## Short problem
Swap "human hand" for "person's hand" in the data lines starting at the beginning of the data and ending at the line containing "M 100 123 L", leaving everything else unchanged. Give those lines again.

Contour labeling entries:
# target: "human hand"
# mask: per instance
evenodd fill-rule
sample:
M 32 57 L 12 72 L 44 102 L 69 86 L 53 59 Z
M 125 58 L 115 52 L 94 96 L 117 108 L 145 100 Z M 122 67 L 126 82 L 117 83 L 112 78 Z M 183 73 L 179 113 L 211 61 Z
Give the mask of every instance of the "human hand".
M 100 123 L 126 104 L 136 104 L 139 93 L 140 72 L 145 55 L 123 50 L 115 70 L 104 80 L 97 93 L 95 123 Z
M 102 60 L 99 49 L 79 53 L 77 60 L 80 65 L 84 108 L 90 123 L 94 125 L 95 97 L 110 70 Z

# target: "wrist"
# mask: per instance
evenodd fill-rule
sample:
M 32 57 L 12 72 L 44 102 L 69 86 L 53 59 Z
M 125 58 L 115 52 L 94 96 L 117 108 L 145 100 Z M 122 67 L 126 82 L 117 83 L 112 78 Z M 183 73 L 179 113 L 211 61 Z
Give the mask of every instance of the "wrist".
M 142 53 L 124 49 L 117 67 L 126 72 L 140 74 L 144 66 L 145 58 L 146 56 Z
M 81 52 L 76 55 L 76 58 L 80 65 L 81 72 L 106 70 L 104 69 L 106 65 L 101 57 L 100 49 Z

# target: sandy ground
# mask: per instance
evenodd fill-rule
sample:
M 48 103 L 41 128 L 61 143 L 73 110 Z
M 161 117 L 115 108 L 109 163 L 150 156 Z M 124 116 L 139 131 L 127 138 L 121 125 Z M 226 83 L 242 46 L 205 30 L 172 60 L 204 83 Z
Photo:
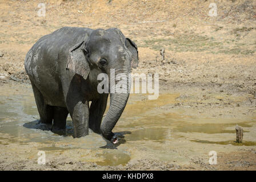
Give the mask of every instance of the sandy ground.
M 11 98 L 11 94 L 16 92 L 23 95 L 23 89 L 31 93 L 23 68 L 25 55 L 42 36 L 63 26 L 120 28 L 138 47 L 139 68 L 133 72 L 159 73 L 161 93 L 158 100 L 153 103 L 147 102 L 143 95 L 130 97 L 122 115 L 123 119 L 121 119 L 115 127 L 115 132 L 122 133 L 127 129 L 133 133 L 123 133 L 126 142 L 117 148 L 124 152 L 84 149 L 78 144 L 81 142 L 79 139 L 69 138 L 67 141 L 55 141 L 53 147 L 72 144 L 78 148 L 48 148 L 46 164 L 39 166 L 37 160 L 38 148 L 49 147 L 53 141 L 22 144 L 23 138 L 19 140 L 19 138 L 13 134 L 2 132 L 0 169 L 256 169 L 254 1 L 215 1 L 218 10 L 216 17 L 208 15 L 208 1 L 114 0 L 110 3 L 109 1 L 53 1 L 46 3 L 45 17 L 37 15 L 40 1 L 0 2 L 2 105 L 9 103 L 5 102 L 4 97 Z M 165 49 L 163 61 L 160 55 L 163 48 Z M 6 90 L 9 91 L 6 93 Z M 33 99 L 33 94 L 30 96 Z M 151 104 L 151 106 L 145 107 L 150 105 L 147 104 Z M 33 114 L 38 119 L 34 109 Z M 3 122 L 5 114 L 1 114 Z M 129 115 L 134 117 L 129 118 Z M 181 122 L 182 117 L 187 122 L 185 123 Z M 163 122 L 169 119 L 174 125 L 161 123 L 162 118 Z M 181 122 L 175 122 L 175 118 Z M 149 128 L 155 121 L 161 122 Z M 194 125 L 189 125 L 190 122 Z M 155 136 L 150 135 L 148 140 L 145 136 L 141 140 L 134 139 L 133 137 L 143 133 L 138 123 L 139 127 L 149 129 L 151 133 L 155 132 Z M 218 125 L 225 123 L 227 125 L 221 127 Z M 247 132 L 245 134 L 243 145 L 230 144 L 227 141 L 235 140 L 235 134 L 221 131 L 223 128 L 234 131 L 233 125 L 237 123 Z M 211 125 L 214 124 L 219 126 L 213 129 Z M 159 126 L 171 129 L 174 136 L 158 138 L 158 131 L 153 129 L 159 129 Z M 103 142 L 95 137 L 101 143 L 99 146 L 104 145 Z M 159 152 L 165 150 L 172 157 Z M 211 150 L 218 151 L 216 165 L 209 164 L 208 154 Z M 120 164 L 107 162 L 114 159 L 114 154 L 124 159 L 118 159 Z M 103 163 L 107 166 L 101 163 L 99 155 L 105 156 Z

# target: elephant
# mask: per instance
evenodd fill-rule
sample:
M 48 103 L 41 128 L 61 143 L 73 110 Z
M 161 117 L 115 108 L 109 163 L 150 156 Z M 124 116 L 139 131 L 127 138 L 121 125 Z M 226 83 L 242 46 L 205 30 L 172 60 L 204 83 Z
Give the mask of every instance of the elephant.
M 126 93 L 99 93 L 97 76 L 110 76 L 111 69 L 115 75 L 128 75 L 138 67 L 137 46 L 120 30 L 61 28 L 40 38 L 26 54 L 24 65 L 39 123 L 51 125 L 53 132 L 65 131 L 69 113 L 73 137 L 87 135 L 90 128 L 107 141 L 118 142 L 112 130 L 126 106 L 130 88 Z M 109 93 L 110 107 L 102 119 Z

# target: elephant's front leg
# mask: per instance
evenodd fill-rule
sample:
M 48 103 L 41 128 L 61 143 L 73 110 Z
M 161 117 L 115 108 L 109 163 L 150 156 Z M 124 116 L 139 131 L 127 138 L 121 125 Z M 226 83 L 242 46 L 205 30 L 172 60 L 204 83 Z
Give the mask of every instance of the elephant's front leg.
M 71 109 L 70 115 L 74 126 L 74 137 L 79 138 L 89 134 L 89 111 L 88 101 L 79 101 Z
M 101 133 L 101 124 L 107 103 L 108 94 L 102 94 L 101 98 L 93 100 L 90 106 L 89 127 L 96 133 Z

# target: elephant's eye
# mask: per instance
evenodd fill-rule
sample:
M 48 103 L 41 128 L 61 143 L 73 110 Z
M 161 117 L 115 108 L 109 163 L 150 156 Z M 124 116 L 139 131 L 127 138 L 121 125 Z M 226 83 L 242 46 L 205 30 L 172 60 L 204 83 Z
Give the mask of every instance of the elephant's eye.
M 105 67 L 107 65 L 107 61 L 104 59 L 102 59 L 99 60 L 99 63 L 101 66 Z

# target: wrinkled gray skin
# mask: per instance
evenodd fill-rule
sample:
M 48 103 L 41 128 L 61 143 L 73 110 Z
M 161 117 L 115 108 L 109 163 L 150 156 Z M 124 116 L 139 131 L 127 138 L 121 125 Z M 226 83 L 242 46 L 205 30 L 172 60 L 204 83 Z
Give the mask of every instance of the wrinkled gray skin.
M 97 76 L 106 73 L 110 78 L 111 68 L 115 74 L 127 75 L 138 66 L 138 59 L 135 44 L 117 28 L 63 27 L 43 36 L 25 60 L 41 123 L 51 124 L 53 119 L 52 131 L 63 131 L 70 113 L 74 137 L 88 135 L 90 128 L 117 143 L 112 129 L 125 109 L 129 90 L 110 93 L 110 108 L 102 122 L 108 94 L 98 93 L 101 81 Z

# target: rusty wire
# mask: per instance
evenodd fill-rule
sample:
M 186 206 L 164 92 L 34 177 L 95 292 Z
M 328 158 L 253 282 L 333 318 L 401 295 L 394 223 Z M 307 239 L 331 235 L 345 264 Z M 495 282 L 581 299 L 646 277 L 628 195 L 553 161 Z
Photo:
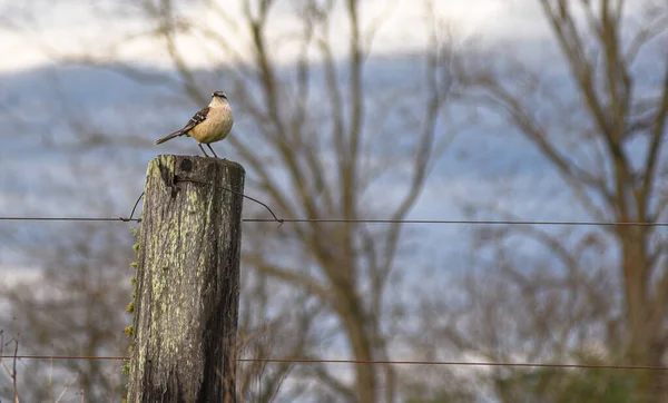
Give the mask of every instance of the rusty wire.
M 128 361 L 122 355 L 1 355 L 0 360 L 108 360 Z M 318 358 L 238 358 L 240 363 L 293 363 L 293 364 L 370 364 L 370 365 L 442 365 L 442 366 L 509 366 L 542 368 L 580 368 L 580 370 L 620 370 L 620 371 L 668 371 L 668 366 L 651 365 L 603 365 L 603 364 L 560 364 L 560 363 L 510 363 L 510 362 L 468 362 L 468 361 L 384 361 L 384 360 L 318 360 Z

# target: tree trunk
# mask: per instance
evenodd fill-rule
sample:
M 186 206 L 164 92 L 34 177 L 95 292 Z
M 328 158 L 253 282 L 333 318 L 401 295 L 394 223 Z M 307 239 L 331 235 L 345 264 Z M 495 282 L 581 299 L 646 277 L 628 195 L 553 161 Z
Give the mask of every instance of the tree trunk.
M 244 168 L 148 166 L 128 402 L 235 402 Z

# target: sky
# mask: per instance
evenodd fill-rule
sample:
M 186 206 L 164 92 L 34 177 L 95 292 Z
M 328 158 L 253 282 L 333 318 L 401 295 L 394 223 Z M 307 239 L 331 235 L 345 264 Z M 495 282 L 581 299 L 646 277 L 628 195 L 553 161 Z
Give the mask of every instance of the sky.
M 38 3 L 43 0 L 33 0 Z M 385 22 L 381 26 L 374 50 L 379 53 L 401 53 L 415 51 L 425 46 L 424 30 L 416 29 L 425 22 L 426 14 L 421 6 L 422 0 L 365 0 L 361 7 L 361 24 L 377 20 L 381 16 Z M 543 20 L 539 18 L 540 9 L 533 0 L 448 0 L 433 1 L 436 14 L 446 21 L 459 35 L 481 36 L 495 39 L 543 39 L 549 35 Z M 60 1 L 48 6 L 48 12 L 40 14 L 38 21 L 23 21 L 21 6 L 12 0 L 0 0 L 0 55 L 11 55 L 0 60 L 0 71 L 16 71 L 51 62 L 50 51 L 71 52 L 102 48 L 122 33 L 137 32 L 145 28 L 138 14 L 115 16 L 114 2 L 96 1 Z M 24 4 L 31 4 L 26 2 Z M 279 18 L 272 18 L 269 37 L 281 37 L 289 32 L 296 24 L 295 2 L 278 2 L 275 13 Z M 225 12 L 232 20 L 242 12 L 240 1 L 223 1 Z M 285 6 L 284 6 L 285 4 Z M 29 6 L 28 6 L 29 7 Z M 341 19 L 341 9 L 333 19 L 333 26 Z M 205 12 L 198 1 L 188 3 L 183 10 L 183 16 L 206 22 L 222 31 L 235 36 L 235 42 L 243 49 L 243 42 L 248 38 L 247 31 L 233 30 L 230 24 L 220 18 Z M 203 17 L 203 14 L 205 17 Z M 277 16 L 278 17 L 278 16 Z M 108 32 L 112 32 L 109 35 Z M 344 51 L 345 35 L 334 35 L 335 52 Z M 338 40 L 336 40 L 338 38 Z M 197 39 L 184 40 L 180 43 L 189 51 L 194 66 L 206 66 L 209 62 L 202 51 L 198 51 Z M 157 51 L 155 43 L 148 40 L 137 40 L 132 47 L 126 47 L 118 57 L 126 61 L 148 63 L 154 66 L 169 66 L 169 58 L 164 51 Z M 292 60 L 289 51 L 279 56 L 284 61 Z M 234 60 L 230 60 L 233 62 Z

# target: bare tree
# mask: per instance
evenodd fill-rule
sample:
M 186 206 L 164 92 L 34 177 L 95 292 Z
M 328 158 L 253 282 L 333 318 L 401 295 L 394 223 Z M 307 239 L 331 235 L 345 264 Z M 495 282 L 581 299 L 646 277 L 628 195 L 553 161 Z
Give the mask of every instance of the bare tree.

## Output for this exercise
# target: "person's hand"
# mask: per instance
evenodd fill-rule
sample:
M 32 57 L 12 72 L 44 102 L 69 86 L 53 59 Z
M 125 58 L 115 52 L 94 96 L 117 108 L 145 100 Z M 122 67 L 126 82 L 117 83 L 112 78 Z M 183 73 L 179 113 L 211 61 Z
Give the mask of every instance of the "person's hand".
M 100 123 L 126 104 L 136 104 L 139 93 L 140 72 L 145 55 L 123 50 L 115 70 L 104 80 L 97 93 L 95 123 Z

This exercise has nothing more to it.